*Okuma metni*:
Türkiye artık yanlız değil..
Bu sözü her olaya teşmil edebilirsiniz.
Mesela Trump’ın Kudüs’ü İsrail’in başkenti ilan etmesi…
İlk başta hemen başlıyoruz;
“Trump, NeoCon-Pentagon-Evangelist-Yahudici kesimin istediğini yaptı” demeye…
Ama kazın ayağı aslında hiç de öyle değil.
Oyun kurucu “akıl”, müthiş bir “akılla” hareket ediyor.
Birkaç adım sonrasını düşünüyor, planlıyor ve adımı da, başka birine attırıyor.
Oyunu kuran başka,
Oyunda, adımı atan başka.
Burada, perdenin önündeki Trump.
Adımı attıran ise; sanıldığı gibi, NeoCon-Pentagon-Yahudi cephesi değil.
Adımı attıran, ABD’ye yeni bir çehre, yepyeni vizyon, yeni bir yönetsel hiyerarşi kazandırmak ve revize edilmiş güç haline dönüştürmek isteyen “yeni yüzyıl” planlayıcısı bir akıl.
Gelin Kudüs olayını birlikte irdeleyelim.
Ve bunu da, BM’de oylamada “evet” diyen 128 ülkeye bakarak değerlendirelim.
ABD gibi bir ülkeye, 128 ülkenin tamamının karşı çıkması sizce mümkün mü.?
ABD’nin bütün tehditlerine rağmen 128 ülkenin bunu takmaması nasıl bir şey.?
Üstelik, ABD’nin uhdesine almış gibi görünen, Suudi Arabistan ve Birleşik Arap Emirlikleri’nin bile, ABD karşıtı oy kullanması sadece halkın tepkisinden çekinildiği için mi.?
Ve özellikle, ABD’nin mali yardımlarına bağımlı kalmış ülkelerin karşıt oy kullanabilmelerinin nedeni sadece özgür davranmaları mı..?
Hayır, hayır hayır…
Oyun kurucu, oyunu çok güzel kurguluyor ve kurguladı.
Önce Trump’a Kudüs konusunda böyle bir adım attırdı.

*Verilen bilgiler*:
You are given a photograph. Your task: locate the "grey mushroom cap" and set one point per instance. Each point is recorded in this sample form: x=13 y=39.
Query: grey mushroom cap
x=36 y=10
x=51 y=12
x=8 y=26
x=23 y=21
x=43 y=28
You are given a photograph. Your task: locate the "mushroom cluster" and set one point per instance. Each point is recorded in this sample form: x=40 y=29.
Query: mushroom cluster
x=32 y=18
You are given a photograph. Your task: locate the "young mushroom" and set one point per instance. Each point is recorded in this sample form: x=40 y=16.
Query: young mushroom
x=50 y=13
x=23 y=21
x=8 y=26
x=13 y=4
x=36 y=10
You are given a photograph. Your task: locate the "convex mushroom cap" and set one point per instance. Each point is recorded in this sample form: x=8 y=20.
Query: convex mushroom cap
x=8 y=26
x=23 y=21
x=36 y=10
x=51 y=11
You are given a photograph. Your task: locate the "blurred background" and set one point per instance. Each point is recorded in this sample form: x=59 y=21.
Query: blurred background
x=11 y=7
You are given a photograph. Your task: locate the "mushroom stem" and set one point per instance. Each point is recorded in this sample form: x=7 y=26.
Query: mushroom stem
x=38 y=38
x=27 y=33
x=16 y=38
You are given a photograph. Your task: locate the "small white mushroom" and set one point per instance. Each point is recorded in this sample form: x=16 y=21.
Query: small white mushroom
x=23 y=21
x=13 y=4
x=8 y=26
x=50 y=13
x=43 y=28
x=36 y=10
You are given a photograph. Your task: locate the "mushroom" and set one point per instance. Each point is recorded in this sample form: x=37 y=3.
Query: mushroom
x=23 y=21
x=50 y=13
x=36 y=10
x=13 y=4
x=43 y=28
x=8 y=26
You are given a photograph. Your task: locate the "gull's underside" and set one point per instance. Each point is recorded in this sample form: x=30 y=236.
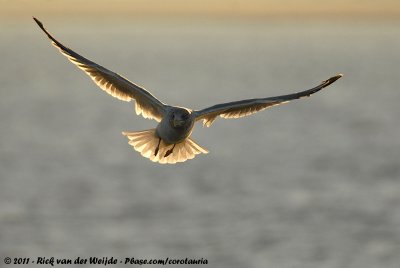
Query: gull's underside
x=172 y=120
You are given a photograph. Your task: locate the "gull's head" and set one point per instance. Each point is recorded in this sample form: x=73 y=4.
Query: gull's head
x=180 y=117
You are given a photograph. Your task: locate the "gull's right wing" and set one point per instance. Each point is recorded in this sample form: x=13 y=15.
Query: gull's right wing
x=242 y=108
x=114 y=84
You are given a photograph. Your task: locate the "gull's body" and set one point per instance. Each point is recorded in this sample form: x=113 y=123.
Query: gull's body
x=170 y=141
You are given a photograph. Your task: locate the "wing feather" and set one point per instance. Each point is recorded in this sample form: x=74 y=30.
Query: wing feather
x=112 y=83
x=247 y=107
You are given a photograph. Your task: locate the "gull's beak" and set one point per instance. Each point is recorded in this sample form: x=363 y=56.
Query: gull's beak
x=178 y=123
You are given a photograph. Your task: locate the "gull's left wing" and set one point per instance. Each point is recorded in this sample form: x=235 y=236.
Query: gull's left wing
x=242 y=108
x=114 y=84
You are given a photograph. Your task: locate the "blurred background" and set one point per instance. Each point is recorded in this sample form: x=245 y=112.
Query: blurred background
x=313 y=183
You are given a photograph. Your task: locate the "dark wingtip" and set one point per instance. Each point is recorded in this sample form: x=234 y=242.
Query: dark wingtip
x=332 y=79
x=38 y=22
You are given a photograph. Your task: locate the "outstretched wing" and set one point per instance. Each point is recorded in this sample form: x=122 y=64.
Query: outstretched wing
x=112 y=83
x=242 y=108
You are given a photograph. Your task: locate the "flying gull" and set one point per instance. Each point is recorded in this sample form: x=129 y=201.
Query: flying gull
x=170 y=141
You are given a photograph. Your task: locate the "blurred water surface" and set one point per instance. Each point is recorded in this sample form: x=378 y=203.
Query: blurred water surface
x=313 y=183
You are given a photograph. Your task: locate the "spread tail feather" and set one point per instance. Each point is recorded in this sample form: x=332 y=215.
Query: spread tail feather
x=146 y=141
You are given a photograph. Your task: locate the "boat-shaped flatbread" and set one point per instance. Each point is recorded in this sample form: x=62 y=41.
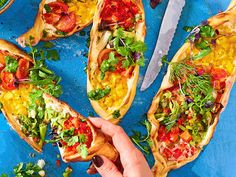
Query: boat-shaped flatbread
x=29 y=109
x=194 y=92
x=76 y=137
x=116 y=52
x=59 y=18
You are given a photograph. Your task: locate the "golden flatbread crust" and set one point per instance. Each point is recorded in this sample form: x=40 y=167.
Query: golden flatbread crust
x=12 y=119
x=100 y=144
x=163 y=166
x=39 y=25
x=93 y=64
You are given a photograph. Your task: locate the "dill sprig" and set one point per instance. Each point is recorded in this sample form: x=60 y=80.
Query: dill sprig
x=180 y=70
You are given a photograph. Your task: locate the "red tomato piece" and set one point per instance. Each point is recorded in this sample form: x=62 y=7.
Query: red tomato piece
x=58 y=163
x=121 y=12
x=58 y=7
x=177 y=153
x=173 y=135
x=218 y=73
x=51 y=18
x=8 y=80
x=22 y=71
x=162 y=134
x=186 y=136
x=67 y=23
x=167 y=153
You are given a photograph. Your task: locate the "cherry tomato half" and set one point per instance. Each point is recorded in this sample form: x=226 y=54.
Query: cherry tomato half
x=67 y=23
x=22 y=71
x=8 y=80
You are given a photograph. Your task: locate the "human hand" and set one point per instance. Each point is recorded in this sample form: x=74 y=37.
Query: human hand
x=132 y=160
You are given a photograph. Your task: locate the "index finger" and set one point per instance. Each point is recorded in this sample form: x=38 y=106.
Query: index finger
x=120 y=139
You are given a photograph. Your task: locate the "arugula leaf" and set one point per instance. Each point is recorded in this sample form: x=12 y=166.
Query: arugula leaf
x=67 y=172
x=109 y=64
x=53 y=55
x=202 y=37
x=47 y=8
x=127 y=46
x=83 y=150
x=48 y=45
x=188 y=28
x=202 y=53
x=116 y=114
x=98 y=94
x=11 y=64
x=143 y=141
x=28 y=170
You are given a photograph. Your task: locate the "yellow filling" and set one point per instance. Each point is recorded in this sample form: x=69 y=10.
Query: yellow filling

*Görev gereksinimleri*: Kudüs kararını konu alan metne göre BM'deki oylamada kaç ülke "evet" dedi? Öğelerin bu çalışmada hiçbir işlevi yoktur.

*Alıştırma cevabı*: 128 ülke.